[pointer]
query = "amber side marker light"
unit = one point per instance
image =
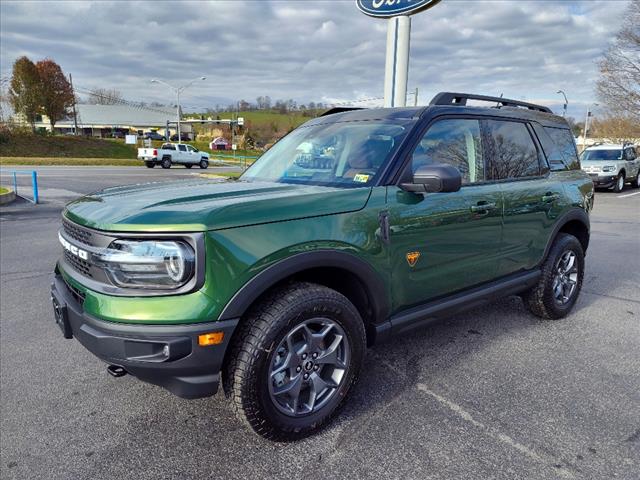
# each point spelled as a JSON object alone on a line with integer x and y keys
{"x": 213, "y": 338}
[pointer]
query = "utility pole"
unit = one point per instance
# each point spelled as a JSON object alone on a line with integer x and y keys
{"x": 397, "y": 61}
{"x": 75, "y": 115}
{"x": 586, "y": 127}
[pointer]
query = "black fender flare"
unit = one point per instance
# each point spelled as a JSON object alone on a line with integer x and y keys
{"x": 575, "y": 213}
{"x": 249, "y": 293}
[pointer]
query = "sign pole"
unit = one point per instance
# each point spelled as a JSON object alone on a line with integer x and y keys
{"x": 397, "y": 62}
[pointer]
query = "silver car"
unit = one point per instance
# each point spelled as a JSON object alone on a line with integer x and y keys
{"x": 612, "y": 165}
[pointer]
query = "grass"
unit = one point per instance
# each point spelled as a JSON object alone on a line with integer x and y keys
{"x": 280, "y": 121}
{"x": 121, "y": 162}
{"x": 59, "y": 146}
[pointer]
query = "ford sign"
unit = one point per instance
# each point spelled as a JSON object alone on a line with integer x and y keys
{"x": 393, "y": 8}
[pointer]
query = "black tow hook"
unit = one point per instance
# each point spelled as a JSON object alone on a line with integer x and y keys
{"x": 116, "y": 371}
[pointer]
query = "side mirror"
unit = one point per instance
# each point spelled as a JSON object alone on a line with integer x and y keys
{"x": 434, "y": 178}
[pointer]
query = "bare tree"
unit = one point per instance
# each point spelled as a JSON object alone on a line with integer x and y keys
{"x": 105, "y": 96}
{"x": 619, "y": 84}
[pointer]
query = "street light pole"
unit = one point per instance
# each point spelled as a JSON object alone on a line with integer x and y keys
{"x": 566, "y": 102}
{"x": 586, "y": 126}
{"x": 178, "y": 91}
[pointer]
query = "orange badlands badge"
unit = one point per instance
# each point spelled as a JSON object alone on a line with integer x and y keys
{"x": 412, "y": 258}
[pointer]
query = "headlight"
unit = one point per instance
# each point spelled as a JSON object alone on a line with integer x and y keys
{"x": 148, "y": 264}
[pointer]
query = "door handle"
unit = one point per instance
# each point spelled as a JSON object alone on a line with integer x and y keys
{"x": 483, "y": 207}
{"x": 550, "y": 197}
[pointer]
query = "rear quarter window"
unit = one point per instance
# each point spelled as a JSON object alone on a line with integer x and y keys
{"x": 566, "y": 145}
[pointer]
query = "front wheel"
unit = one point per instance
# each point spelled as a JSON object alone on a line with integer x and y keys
{"x": 619, "y": 186}
{"x": 561, "y": 280}
{"x": 293, "y": 360}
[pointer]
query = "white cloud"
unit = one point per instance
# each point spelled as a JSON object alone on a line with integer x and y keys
{"x": 313, "y": 50}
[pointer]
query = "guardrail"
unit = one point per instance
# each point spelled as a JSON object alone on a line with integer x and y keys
{"x": 34, "y": 184}
{"x": 241, "y": 159}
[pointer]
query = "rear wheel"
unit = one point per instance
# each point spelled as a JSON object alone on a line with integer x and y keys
{"x": 561, "y": 281}
{"x": 293, "y": 360}
{"x": 619, "y": 186}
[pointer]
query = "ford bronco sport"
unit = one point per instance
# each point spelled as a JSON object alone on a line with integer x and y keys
{"x": 360, "y": 225}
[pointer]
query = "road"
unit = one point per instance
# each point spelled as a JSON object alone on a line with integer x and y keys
{"x": 492, "y": 393}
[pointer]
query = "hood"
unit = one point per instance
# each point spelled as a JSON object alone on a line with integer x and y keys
{"x": 189, "y": 206}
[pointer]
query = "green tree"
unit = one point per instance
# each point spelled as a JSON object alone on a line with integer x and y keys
{"x": 55, "y": 90}
{"x": 24, "y": 93}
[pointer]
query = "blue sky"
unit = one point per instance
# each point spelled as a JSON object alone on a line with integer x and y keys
{"x": 315, "y": 50}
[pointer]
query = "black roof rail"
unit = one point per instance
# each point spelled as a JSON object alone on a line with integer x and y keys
{"x": 450, "y": 98}
{"x": 333, "y": 110}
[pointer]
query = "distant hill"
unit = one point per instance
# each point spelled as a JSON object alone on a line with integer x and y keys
{"x": 262, "y": 126}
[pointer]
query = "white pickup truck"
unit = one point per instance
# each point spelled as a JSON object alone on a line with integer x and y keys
{"x": 173, "y": 153}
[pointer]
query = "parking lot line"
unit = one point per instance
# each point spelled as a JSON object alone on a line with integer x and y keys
{"x": 628, "y": 195}
{"x": 497, "y": 435}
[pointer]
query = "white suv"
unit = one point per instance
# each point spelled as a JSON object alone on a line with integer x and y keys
{"x": 611, "y": 165}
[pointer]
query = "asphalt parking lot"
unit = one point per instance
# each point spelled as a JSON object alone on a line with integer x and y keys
{"x": 493, "y": 393}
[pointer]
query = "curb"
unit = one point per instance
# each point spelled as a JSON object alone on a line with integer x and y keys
{"x": 6, "y": 198}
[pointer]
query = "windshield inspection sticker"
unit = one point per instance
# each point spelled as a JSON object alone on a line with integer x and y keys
{"x": 361, "y": 178}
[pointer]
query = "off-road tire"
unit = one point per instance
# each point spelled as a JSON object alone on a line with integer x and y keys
{"x": 540, "y": 300}
{"x": 246, "y": 371}
{"x": 619, "y": 186}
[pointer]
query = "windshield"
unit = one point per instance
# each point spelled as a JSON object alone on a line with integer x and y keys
{"x": 346, "y": 154}
{"x": 602, "y": 154}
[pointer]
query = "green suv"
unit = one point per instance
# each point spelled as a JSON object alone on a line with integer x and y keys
{"x": 360, "y": 225}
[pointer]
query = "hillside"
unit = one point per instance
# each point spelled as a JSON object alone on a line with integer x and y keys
{"x": 263, "y": 126}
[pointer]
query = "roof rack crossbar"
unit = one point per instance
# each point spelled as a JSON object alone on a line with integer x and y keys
{"x": 333, "y": 110}
{"x": 450, "y": 98}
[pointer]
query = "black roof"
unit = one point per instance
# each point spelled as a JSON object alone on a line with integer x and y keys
{"x": 445, "y": 103}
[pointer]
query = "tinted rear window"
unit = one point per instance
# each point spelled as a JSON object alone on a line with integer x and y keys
{"x": 563, "y": 138}
{"x": 511, "y": 149}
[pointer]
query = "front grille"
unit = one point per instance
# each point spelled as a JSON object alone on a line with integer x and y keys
{"x": 78, "y": 233}
{"x": 75, "y": 293}
{"x": 78, "y": 264}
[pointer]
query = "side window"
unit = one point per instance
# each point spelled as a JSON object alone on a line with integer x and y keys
{"x": 630, "y": 154}
{"x": 511, "y": 150}
{"x": 454, "y": 142}
{"x": 563, "y": 138}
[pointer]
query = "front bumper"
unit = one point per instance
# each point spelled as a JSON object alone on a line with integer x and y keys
{"x": 604, "y": 181}
{"x": 164, "y": 355}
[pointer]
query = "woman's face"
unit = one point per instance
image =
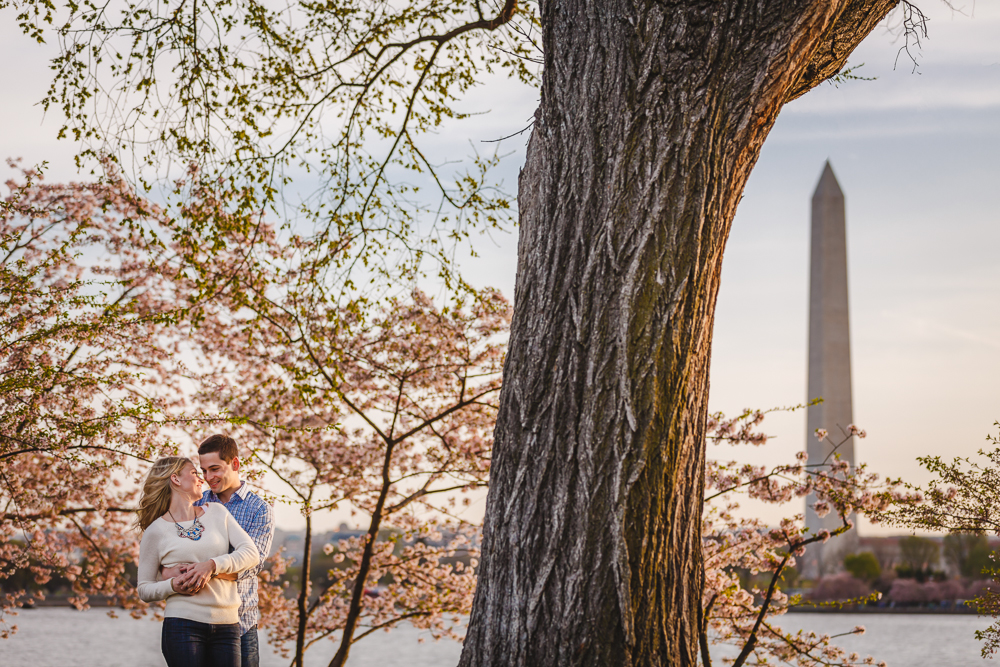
= = = = = = =
EXERCISE AIM. Report every line of the records above that contains the word "roof".

EXERCISE RESPONSE.
query = "black roof rail"
query = "roof rack crossbar"
query = "black roof"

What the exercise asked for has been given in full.